The records that follow are to be given again exactly. Do not carry over any image.

= Beginning of Section =

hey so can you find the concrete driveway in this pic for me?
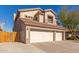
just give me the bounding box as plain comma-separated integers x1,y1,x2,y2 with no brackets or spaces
0,40,79,53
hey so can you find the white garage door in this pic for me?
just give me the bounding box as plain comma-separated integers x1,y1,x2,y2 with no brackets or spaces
30,31,53,43
55,32,62,41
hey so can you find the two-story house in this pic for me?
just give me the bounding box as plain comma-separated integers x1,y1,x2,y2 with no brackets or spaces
13,8,65,44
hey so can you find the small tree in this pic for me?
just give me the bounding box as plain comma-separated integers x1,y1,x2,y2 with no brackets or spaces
59,6,79,40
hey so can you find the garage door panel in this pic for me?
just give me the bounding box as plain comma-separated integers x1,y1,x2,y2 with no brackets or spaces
30,31,53,43
55,32,62,41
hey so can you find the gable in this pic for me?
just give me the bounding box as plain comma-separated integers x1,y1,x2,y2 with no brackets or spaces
44,10,57,25
45,9,56,17
45,11,56,21
45,11,56,17
34,10,43,17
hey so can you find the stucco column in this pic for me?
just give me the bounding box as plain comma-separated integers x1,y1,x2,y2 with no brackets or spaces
53,31,55,41
62,31,65,40
26,26,30,44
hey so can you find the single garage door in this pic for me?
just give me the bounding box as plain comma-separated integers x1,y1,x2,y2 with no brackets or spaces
30,31,53,43
55,32,62,41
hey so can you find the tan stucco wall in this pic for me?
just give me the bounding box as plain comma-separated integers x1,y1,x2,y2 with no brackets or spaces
39,15,43,23
20,26,26,43
13,19,26,43
19,10,39,18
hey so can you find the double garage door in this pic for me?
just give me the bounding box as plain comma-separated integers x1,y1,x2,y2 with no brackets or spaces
30,30,63,43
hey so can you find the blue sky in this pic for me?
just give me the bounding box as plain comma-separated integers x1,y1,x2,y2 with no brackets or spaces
0,5,78,32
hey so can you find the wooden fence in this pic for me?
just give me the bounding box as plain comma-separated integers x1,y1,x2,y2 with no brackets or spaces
0,31,19,42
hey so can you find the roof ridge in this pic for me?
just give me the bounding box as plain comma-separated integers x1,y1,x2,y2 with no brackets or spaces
18,7,43,12
44,9,56,15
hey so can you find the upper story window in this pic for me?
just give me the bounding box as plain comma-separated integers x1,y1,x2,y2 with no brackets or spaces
34,16,39,22
48,15,53,23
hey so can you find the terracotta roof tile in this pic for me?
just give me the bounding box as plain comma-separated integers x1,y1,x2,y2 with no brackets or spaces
20,18,66,30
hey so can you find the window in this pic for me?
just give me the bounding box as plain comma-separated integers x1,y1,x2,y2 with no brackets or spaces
48,15,53,23
34,16,39,22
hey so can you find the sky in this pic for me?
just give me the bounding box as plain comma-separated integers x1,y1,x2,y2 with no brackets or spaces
0,5,78,32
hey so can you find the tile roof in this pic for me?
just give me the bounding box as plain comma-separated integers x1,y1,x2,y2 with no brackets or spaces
20,18,66,30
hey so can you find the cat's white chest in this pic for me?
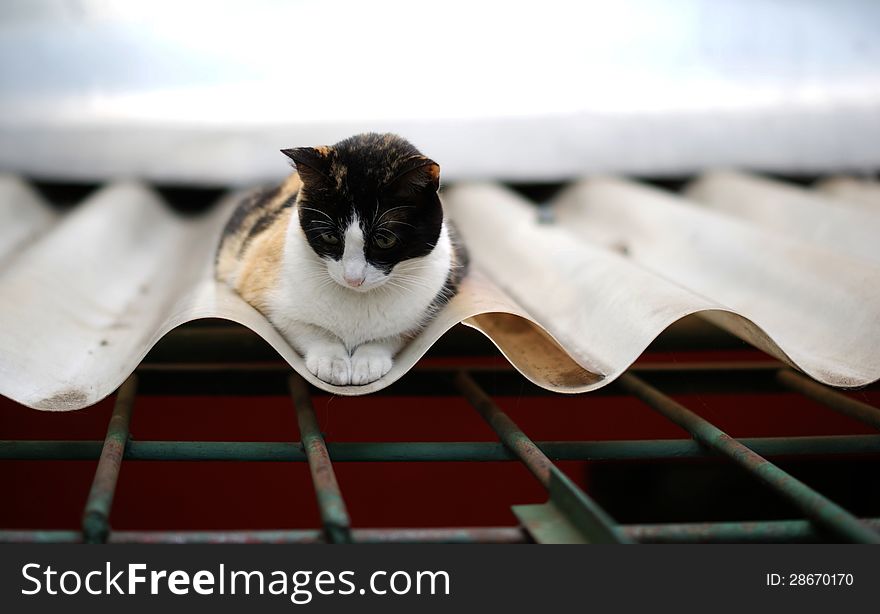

= End of Section =

THE ANSWER:
hey so can you find the concrete driveway in this pic for me?
just give me the bounding box as plain comma-separated integers x1,y1,x2,y2 with no brackets or spaces
0,40,79,53
hey so can you find the white garage door in this pic for me?
just give me the bounding box as plain comma-separated integers x1,y1,x2,y2 with no brackets or spaces
30,31,53,43
55,32,62,41
hey so can you find the two-story house in this pic for me?
just give me the bounding box as plain comma-separated integers x1,y1,x2,y2 with no brackets or spaces
13,8,65,44
hey so can you find the small tree in this pic for me?
just give me the bounding box as plain comma-separated integers x1,y1,x2,y2 with no brackets or spaces
59,6,79,40
hey so can you find the garage door panel in this pic for me?
just give me the bounding box as plain comma-separated integers x1,y1,x2,y2 with no brackets or spaces
30,31,53,43
55,32,62,41
hey so can you find the gable in this pic for me?
just give me the bounding box as plain comma-separated integers x1,y1,x2,y2 with no brackets or spaces
44,10,57,25
45,9,56,17
45,11,56,21
45,11,56,17
34,10,43,17
hey so can you find the stucco column in this pic for me?
just give me the bounding box as plain comma-separated integers x1,y1,x2,y2 with no brackets or spaces
53,31,55,41
62,31,65,40
26,26,30,44
hey so can you find the single garage door in this pic for me?
just give me the bounding box as plain comma-separated integers x1,y1,x2,y2 with no brackets or spaces
30,31,53,43
55,32,62,41
hey so can you find the tan stucco wall in this pic for me?
just give me the bounding box as plain comma-separated integers x1,y1,x2,y2 with no brackets or spaces
39,15,43,23
20,26,26,43
13,19,26,43
19,10,39,18
hey so can you find the double garage door in this pic for me?
just give me the bounding box as plain comma-separated integers x1,y1,x2,y2 with no brackets or spaces
30,30,63,43
hey so can you find the blue sky in this pic for me?
just give me the bounding box as plain comma-separated integers x1,y1,x2,y2 with no brackets or spaces
0,5,78,32
hey so can you find the wooden fence in this pic for me?
just give me the bounding box as plain comma-separated integers x1,y1,x2,y2 with no brackets or spaces
0,31,19,42
hey so can you find the roof ridge in this pic for me?
just give me the bounding box as plain comma-separated integers x1,y1,x2,y2 with no brackets or spaces
18,7,43,12
44,9,56,15
hey so can you find the upper story window in this pic for me?
just give me the bounding box as plain comma-separated integers x1,y1,x2,y2 with no brackets or spaces
34,16,39,22
48,15,53,23
hey so can you find the terracotta roof tile in this pic for me?
just give me the bounding box as plain comma-separated integers x1,y1,x2,y2 with no brackets or spaces
20,18,66,30
hey so can you find the window in this pic for me?
just give me the bounding box as plain comma-separated integers x1,y1,x2,y2 with no brackets or spaces
48,15,53,23
34,16,39,22
hey so can you find the sky in this pic for me?
just give me the bounding box as plain comma-separated integers x1,y1,x2,y2 with no brackets or spaces
0,5,78,32
hey so can you find the tile roof in this pic for me?
just give me the bounding box as plain comma-separated integers x1,y1,x2,y2 with no brackets or spaces
20,18,66,30
hey so can you find the cat's white chest in this pic for me?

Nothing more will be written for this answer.